WHAT THIS TASK INVOLVES: Print the line containing "Would you be able to indicate the rear tire" and every line after it exactly as written, through the end of the records.

*** RECORDS SUPPLIED ***

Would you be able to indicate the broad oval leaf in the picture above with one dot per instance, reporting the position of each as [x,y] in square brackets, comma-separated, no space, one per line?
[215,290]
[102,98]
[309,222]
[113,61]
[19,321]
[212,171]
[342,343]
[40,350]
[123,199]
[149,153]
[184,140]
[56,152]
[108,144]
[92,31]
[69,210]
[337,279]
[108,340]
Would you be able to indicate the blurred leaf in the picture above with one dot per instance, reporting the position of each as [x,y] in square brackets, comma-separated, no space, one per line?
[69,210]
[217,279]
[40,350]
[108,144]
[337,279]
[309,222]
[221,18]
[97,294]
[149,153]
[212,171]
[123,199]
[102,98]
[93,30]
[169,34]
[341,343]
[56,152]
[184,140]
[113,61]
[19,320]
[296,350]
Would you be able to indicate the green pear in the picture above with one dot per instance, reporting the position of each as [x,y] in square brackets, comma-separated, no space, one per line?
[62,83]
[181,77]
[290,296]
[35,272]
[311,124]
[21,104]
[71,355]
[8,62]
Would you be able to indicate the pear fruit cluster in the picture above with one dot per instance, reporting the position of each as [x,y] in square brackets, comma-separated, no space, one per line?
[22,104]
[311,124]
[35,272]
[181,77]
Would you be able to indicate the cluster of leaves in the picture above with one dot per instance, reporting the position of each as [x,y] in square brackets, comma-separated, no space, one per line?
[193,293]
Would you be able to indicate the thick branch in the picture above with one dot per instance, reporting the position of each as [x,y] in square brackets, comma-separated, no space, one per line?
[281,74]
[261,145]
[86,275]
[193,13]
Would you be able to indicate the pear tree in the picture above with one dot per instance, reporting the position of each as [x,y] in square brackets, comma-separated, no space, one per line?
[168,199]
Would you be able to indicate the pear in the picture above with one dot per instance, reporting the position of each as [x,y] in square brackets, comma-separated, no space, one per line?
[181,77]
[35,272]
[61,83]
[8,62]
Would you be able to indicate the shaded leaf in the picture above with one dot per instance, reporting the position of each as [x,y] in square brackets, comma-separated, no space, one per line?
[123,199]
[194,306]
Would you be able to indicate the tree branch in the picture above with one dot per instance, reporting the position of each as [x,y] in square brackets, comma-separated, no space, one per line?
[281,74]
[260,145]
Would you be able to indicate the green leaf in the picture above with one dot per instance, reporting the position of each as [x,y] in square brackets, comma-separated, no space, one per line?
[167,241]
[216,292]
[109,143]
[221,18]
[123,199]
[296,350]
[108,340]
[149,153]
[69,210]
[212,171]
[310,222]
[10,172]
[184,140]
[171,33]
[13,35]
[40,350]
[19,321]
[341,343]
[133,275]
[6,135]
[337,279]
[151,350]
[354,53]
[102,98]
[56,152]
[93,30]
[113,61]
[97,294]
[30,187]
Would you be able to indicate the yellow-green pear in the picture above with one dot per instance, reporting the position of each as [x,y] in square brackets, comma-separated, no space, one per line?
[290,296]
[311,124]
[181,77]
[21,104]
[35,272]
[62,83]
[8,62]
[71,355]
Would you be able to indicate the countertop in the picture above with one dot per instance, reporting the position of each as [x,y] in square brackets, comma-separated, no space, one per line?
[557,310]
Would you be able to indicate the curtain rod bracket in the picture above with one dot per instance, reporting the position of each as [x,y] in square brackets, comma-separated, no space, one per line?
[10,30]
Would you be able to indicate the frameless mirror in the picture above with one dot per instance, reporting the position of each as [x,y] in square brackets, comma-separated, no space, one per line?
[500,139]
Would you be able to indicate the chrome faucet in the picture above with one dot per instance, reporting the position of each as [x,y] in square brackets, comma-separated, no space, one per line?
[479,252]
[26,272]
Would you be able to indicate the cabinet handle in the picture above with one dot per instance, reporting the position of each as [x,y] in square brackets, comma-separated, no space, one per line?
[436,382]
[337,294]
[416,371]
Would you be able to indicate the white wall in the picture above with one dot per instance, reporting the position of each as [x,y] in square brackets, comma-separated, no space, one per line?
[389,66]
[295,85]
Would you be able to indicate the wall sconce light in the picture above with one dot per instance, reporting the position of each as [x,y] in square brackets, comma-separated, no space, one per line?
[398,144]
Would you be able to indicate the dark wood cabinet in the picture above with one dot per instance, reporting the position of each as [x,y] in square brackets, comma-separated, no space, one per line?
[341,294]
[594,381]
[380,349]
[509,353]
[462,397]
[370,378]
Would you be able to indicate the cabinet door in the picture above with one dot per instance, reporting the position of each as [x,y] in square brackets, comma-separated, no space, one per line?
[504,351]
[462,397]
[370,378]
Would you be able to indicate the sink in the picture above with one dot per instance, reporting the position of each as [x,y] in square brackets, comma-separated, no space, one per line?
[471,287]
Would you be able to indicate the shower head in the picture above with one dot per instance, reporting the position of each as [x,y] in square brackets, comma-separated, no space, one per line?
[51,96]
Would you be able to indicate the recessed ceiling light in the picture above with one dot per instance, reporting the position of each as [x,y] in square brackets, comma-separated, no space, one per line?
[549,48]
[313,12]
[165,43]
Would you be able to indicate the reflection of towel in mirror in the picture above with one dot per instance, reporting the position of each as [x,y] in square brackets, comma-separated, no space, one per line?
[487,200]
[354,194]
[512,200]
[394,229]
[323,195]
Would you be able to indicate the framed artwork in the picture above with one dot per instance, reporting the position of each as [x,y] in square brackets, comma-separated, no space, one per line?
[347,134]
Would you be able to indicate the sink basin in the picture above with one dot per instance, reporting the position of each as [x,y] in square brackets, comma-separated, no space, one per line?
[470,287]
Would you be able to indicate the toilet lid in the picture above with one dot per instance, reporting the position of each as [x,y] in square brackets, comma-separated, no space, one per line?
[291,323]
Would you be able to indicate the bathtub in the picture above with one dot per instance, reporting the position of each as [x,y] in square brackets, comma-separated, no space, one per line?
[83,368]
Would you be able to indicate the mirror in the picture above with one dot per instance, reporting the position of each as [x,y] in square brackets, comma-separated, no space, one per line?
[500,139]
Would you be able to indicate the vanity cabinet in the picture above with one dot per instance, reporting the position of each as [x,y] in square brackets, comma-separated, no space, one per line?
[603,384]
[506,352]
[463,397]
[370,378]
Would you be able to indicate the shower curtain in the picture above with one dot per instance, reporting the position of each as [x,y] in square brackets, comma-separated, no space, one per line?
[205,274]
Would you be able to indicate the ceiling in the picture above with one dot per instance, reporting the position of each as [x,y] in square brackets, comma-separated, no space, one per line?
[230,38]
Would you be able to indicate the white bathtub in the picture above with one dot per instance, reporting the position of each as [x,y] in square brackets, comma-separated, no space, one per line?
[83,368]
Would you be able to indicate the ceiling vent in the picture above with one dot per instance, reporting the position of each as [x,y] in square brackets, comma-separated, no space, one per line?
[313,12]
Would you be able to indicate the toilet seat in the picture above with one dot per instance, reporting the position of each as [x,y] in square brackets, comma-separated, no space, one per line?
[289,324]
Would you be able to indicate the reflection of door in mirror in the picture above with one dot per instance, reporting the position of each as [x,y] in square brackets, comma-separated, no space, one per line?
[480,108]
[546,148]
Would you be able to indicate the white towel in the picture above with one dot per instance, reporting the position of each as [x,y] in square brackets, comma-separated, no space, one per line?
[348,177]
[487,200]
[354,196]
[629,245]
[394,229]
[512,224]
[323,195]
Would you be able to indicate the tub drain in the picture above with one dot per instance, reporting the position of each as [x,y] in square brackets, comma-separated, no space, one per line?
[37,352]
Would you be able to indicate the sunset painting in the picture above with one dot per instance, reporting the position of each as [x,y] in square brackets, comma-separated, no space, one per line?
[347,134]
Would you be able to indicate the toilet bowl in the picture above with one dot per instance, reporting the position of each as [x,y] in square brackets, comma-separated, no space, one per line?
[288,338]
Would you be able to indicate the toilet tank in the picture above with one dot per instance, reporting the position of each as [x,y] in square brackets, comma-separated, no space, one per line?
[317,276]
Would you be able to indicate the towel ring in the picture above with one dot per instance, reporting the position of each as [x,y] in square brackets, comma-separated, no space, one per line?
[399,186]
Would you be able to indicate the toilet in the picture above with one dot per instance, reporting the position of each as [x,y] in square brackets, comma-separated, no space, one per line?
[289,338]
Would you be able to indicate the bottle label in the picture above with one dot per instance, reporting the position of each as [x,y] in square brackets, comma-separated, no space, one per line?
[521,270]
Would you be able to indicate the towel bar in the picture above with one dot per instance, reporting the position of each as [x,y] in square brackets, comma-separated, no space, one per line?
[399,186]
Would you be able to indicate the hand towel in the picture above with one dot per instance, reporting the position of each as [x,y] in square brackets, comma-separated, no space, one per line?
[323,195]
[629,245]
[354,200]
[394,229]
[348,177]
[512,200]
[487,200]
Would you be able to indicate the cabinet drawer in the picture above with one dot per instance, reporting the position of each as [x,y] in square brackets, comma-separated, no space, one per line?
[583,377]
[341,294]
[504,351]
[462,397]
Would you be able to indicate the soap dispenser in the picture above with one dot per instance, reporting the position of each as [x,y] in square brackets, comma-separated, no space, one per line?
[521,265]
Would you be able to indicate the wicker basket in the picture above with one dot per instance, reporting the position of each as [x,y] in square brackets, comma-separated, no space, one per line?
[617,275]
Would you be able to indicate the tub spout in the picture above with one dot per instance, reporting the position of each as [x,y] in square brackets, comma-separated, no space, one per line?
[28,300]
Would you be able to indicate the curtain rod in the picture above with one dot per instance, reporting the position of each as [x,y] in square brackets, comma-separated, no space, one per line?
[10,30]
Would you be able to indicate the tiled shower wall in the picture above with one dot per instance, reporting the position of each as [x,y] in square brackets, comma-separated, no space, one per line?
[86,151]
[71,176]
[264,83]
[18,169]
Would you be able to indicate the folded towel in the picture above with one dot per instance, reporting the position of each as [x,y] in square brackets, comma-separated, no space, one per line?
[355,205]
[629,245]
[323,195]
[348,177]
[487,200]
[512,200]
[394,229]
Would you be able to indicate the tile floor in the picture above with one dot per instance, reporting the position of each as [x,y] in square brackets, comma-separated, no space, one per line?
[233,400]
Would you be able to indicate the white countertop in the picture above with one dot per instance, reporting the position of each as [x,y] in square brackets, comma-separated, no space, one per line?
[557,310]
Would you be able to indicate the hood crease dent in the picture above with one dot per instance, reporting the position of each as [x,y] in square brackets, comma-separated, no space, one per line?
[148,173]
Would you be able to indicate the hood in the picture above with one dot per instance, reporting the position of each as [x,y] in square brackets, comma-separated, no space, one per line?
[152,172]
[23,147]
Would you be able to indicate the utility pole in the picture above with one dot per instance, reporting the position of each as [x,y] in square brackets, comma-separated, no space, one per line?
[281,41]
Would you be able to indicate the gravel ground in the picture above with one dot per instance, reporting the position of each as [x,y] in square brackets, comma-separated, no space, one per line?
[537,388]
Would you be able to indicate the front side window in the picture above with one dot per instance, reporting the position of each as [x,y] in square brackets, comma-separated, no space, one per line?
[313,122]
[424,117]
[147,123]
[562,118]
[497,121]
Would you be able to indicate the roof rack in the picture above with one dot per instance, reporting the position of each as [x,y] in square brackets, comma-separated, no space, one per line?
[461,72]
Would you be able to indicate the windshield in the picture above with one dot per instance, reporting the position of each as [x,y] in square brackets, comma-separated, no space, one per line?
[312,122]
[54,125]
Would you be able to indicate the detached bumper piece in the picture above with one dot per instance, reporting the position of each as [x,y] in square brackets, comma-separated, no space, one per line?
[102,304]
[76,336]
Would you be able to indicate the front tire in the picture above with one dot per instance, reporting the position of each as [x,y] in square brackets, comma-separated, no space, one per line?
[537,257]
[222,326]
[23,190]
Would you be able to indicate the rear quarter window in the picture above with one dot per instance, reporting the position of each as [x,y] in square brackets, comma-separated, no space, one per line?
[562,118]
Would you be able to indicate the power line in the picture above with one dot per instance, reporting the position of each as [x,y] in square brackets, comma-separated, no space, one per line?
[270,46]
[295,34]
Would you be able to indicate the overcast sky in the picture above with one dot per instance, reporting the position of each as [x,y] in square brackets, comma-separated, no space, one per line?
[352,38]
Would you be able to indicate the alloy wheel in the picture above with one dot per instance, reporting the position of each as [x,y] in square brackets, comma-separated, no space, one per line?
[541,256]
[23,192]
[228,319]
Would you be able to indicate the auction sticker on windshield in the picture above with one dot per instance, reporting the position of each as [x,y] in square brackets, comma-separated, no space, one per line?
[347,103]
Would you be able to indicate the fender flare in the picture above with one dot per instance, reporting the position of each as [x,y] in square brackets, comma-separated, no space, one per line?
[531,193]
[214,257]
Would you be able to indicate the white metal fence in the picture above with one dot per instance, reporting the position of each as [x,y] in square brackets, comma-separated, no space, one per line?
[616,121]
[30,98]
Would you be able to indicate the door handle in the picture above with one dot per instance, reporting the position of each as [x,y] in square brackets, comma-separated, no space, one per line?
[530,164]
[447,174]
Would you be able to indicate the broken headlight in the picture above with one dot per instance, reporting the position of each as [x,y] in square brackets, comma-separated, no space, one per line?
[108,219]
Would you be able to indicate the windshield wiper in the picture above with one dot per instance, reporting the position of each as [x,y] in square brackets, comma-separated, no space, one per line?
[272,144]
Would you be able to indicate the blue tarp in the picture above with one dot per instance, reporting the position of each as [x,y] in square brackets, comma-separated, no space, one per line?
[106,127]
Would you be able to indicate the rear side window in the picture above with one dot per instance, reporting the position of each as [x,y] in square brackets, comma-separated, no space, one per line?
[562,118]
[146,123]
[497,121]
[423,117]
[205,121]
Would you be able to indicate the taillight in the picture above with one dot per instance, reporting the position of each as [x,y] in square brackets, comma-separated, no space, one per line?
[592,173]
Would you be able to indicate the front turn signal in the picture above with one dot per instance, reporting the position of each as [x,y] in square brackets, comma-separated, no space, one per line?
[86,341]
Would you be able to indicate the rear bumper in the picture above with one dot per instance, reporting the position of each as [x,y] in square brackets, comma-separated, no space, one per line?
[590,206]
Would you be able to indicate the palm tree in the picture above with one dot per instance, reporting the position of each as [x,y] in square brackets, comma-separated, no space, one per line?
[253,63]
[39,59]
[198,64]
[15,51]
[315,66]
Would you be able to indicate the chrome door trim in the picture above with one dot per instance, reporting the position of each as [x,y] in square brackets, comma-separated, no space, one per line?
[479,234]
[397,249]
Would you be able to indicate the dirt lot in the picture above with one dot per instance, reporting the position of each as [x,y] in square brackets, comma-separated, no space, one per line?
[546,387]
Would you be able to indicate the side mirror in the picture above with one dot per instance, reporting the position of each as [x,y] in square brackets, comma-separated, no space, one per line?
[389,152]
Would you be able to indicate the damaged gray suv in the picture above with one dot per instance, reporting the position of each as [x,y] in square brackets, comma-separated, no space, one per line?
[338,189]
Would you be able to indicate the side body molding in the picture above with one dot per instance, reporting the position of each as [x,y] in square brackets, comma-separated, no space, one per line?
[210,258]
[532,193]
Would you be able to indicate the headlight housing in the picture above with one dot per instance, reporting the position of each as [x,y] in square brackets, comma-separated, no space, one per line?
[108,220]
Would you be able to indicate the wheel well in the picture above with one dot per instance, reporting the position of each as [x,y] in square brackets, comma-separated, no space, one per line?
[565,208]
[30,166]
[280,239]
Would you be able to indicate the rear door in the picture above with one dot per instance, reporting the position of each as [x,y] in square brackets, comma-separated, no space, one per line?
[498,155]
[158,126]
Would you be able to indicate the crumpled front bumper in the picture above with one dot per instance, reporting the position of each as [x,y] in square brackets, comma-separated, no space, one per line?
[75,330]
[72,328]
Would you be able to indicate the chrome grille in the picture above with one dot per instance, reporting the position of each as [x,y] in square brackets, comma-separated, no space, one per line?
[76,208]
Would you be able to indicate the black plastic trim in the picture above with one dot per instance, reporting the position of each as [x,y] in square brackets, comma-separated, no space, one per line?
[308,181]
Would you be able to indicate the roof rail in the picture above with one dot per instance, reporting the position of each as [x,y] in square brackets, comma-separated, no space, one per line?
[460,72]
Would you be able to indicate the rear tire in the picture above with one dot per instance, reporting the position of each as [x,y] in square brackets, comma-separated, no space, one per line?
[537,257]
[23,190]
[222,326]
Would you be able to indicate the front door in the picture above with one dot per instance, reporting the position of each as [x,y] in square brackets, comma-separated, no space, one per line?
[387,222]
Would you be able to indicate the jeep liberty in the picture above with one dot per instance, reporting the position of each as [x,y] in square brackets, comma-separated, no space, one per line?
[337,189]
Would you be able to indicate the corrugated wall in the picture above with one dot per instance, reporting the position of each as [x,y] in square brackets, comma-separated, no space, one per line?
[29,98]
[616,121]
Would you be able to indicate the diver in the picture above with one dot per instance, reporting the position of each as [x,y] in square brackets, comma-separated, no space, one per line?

*** End of RECORDS SUPPLIED ***

RESULT OF THE EXERCISE:
Would you be able to indicate the rear tire in the picture above with one dot per instance, reporting the position of each as [x,y] in square brackets, comma-separated, no space, one per line?
[537,257]
[23,190]
[222,326]
Would you be able to indicate the front door in the picture above with one dot per instance, reporting the position of each as [x,y] in square brackets, comma-separated, no space, one per line?
[387,222]
Would you be able to indicate the jeep liberty in the picture above with one dot per instance, reporting the position of each as [x,y] in square brackets, comma-separated, no space, one per line?
[337,189]
Would you be able to indicate the corrugated wall in the picture above with one dot per instance, reporting the position of each as [x,y] in square brackets, comma-separated, no space, one per line?
[29,98]
[616,121]
Would you be able to indicate the diver in the picture above with one dot per instance, reporting the position of each as [x,y] in square brackets, comma-separated, no space, one per line?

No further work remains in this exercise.